----- SELECTED EXCERPT -----

Each wiki area has two regular expressions for this purpose:
- include directory pattern:
this specifies directories that are allowed to serve non-native HTMLs - exclude directory pattern:
this specifies directories that are restricted from serving non-native HTMLs
To understand how the two patterns interact and for details of directory permissions checking please refer to the directory level authorisation section. If the directory matches the include pattern and is not excluded, the HTML pages are served raw; otherwise a permission denied message is shown to the user.
If you then make the directories where the raw HTMLs are served from read only, then you're secure.
Both the options are available to the administrator. A user is given a permission to see a non-native HTML file if the directory to which the non-native file belongs is granted access by at least one of the two options.
To iframe or not to iframe?
In general the resultant page contains an
iframe that pulls in the raw HTML page. This is good for things like Javadocs
etcc., but in some cases you may want to just serve the body of the page
instead (e.g. the GATE user guide). If a file called .cow-no-iframe is
present in the directory containing the HTML page then the iframe will be
omitted.
4.13. Referencing and regeneration
The problem is that a create/rename/delete/modify operation on a .yam should be cascaded through any files that link to or include it. The relevant data is what a file "linksTo" and "includes". Regeneration is needed:
- if the requested output (e.g. a .html) is younger than the .yam file
- if any included files have been created, modified, renamed or deleted
- if any linked files have been renamed, added or deleted
This information needs to be maintained in a single dependency graph for each Wiki area. This is coded in class Dependencies.
If we can guarantee that all necessary regeneration and dependency maintenance is done whenever any generation is done, then the graph can be assumed to be consistent. In workstation mode that's an open issue because of updates from other tools but in the worst case we can periodically or on request regenerate all the output files to ensure consistency.
Referencing events
- page or directory is
created out-dates all linkers and includers renamed out-dates all linkers and includers deleted out-dates all linkers and includers modified out-dates all includers
Event sources
- CoW
- svn up
- in workstation mode all sorts of editors etc.
Possible event handlers (using and maintaining a dependency graph)
- YamFile.generate
- WikiController.show/create/etc., perhaps complemented by SVN notifications
- a separate process
The current design is to use YamFile.generate.
4.13.1. Serialization
Dependencies are serialized to the directory conf.gate.cow.dbs, one file per wiki. They are serialized on shutdown and periodically during uptime. Periodic serialization is carried out (once a minute) by DependenciesJob. They are deserialized lazily, as required.
4.13.2. Regeneration
Dependencies for a single wiki are regenerated on four occasions:
- When the "regenerate" button is clicked on the Wiki admin "show" page. Use this if dependencies are screwed and you need a one of regeneration
- Once a day, when the time specified for the wiki is reached. This time is specified in the wiki admin pages. A time given as the empty string (default) means no daily regeneration. This type of regeneration is controlled by WikiRegenerationJob.
- Whenever the wiki domain object is changed, e.g. if you were to change the base path of the wiki.

-----

*GIVEN REQUEST A*:
According to the wiki documentation, under which conditions is regeneration needed? List each condition it gives.
*GIVEN REQUEST B*:
Continue the wiki documentation from its final sentence.

----- RECORD SET -----

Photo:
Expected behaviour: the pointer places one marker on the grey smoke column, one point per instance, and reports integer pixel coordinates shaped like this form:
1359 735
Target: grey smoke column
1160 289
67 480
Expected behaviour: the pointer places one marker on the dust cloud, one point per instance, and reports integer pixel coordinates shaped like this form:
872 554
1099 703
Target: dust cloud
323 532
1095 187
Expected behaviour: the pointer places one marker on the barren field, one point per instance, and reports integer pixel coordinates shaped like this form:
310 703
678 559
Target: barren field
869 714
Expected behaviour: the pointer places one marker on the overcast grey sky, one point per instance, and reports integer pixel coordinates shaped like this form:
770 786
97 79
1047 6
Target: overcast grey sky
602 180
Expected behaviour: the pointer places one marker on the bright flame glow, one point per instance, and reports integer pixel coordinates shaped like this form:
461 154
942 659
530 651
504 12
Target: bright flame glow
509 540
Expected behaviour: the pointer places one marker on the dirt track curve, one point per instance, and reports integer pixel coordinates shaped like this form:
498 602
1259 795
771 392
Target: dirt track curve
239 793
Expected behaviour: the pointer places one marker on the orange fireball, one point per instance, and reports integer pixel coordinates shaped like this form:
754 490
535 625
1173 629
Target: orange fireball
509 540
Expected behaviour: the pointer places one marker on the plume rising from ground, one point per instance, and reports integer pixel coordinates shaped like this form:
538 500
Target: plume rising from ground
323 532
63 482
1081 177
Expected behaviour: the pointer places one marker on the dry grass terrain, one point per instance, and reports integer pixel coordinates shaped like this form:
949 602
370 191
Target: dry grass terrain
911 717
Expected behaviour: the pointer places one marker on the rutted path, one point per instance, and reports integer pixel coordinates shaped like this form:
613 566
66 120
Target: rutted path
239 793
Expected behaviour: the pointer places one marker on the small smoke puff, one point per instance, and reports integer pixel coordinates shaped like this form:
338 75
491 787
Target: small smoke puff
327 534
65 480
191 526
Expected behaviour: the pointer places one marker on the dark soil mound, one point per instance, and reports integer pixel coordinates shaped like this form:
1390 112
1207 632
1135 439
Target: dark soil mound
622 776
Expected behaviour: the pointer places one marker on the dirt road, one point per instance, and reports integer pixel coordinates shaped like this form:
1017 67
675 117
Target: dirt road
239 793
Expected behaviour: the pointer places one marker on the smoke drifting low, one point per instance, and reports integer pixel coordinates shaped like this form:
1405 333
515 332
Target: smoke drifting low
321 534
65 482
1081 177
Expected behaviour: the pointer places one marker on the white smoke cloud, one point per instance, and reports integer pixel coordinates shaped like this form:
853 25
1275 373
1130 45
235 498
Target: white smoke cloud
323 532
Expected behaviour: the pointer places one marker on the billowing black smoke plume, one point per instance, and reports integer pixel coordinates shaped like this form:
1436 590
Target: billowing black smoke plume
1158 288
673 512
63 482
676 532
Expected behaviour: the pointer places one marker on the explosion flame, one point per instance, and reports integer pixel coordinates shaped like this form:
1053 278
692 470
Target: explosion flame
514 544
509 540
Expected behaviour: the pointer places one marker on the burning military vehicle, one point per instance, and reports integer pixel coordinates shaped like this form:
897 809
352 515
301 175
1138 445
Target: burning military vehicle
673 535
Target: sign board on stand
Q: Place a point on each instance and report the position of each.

-----
----- RECORD SET -----

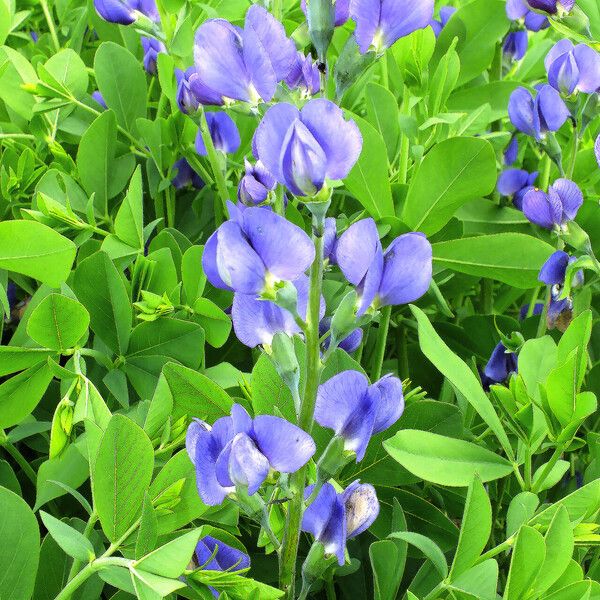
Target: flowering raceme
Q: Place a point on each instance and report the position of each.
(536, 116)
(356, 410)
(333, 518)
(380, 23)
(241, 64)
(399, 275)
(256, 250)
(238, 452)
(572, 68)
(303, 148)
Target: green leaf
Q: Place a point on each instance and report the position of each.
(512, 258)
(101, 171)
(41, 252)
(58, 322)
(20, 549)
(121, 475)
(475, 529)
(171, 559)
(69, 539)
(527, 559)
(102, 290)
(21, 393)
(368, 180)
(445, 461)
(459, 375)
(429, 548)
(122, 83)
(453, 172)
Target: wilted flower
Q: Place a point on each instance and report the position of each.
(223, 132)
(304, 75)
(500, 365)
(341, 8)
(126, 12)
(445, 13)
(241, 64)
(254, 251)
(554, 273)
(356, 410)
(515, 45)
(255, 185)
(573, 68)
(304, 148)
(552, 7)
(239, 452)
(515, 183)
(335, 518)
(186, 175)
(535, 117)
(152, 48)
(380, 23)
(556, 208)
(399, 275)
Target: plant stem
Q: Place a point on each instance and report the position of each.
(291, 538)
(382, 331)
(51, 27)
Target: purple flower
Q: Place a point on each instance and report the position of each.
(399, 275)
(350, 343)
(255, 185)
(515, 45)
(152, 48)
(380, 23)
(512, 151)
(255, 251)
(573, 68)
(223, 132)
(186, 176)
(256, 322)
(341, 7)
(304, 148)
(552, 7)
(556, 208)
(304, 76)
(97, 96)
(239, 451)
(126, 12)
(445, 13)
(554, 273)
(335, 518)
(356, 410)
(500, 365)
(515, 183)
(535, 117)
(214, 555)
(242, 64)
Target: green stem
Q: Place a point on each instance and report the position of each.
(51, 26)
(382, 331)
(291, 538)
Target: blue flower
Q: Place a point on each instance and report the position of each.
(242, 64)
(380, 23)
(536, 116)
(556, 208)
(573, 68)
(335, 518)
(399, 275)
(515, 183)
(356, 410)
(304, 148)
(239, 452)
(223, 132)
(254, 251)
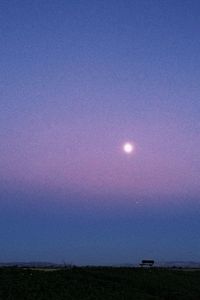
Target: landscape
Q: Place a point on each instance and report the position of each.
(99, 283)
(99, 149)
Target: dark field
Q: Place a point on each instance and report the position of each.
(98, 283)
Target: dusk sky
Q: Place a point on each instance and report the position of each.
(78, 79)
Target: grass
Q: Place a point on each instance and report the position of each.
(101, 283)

-----

*WRITTEN ANSWER A*:
- The requested output (e.g. a .html) is younger than the .yam file.
- Any included files have been created, modified, renamed or deleted.
- Any linked files have been renamed, added or deleted.

*WRITTEN ANSWER B*:
- If you were to delete the serialized dependencies for a wiki, then they would be regenerated next time they were needed.
4.13.3. Speed of Running SVN Status
As noted above, YAM files managed by the wiki can be changed in several ways:
- user makes edits via the sandbox in the filesystem
- user updates the sandbox with changes from the repository
- user makes edits via the wiki
- user asks the wiki to update
In each of these cases we need to regenerate any files that are dependent on the changes (e.g. a .html that is older than its .yam; a YAM file which refers to a wiki page which no longer exists; etc.).
There are a number of strategies that might be adopted to determine what needs regenerating:
- a low-priority process that inspects the filesystem directly
- a listener that receives notifications from the SVN repository
- a process that runs svn st to get a report on files that have changed
For option 3., the statistics in this table are interesting. They give an indication of how long it takes to do an svn st on the SALE tree (which is more than 5Gb of data in more than 100,000 files.
svn st on the sale tree (from cold) | svn st -u on sale (filesystem cached) | ||||||||
|
|
The local status check (which doesn't go to the network to check on repository changes) takes around a minute from cold, but subsequently (when the operating system has had a chance to cache parts of the file system) only takes a couple of seconds. The network check (svn st -u) stays pretty constant around 30 seconds.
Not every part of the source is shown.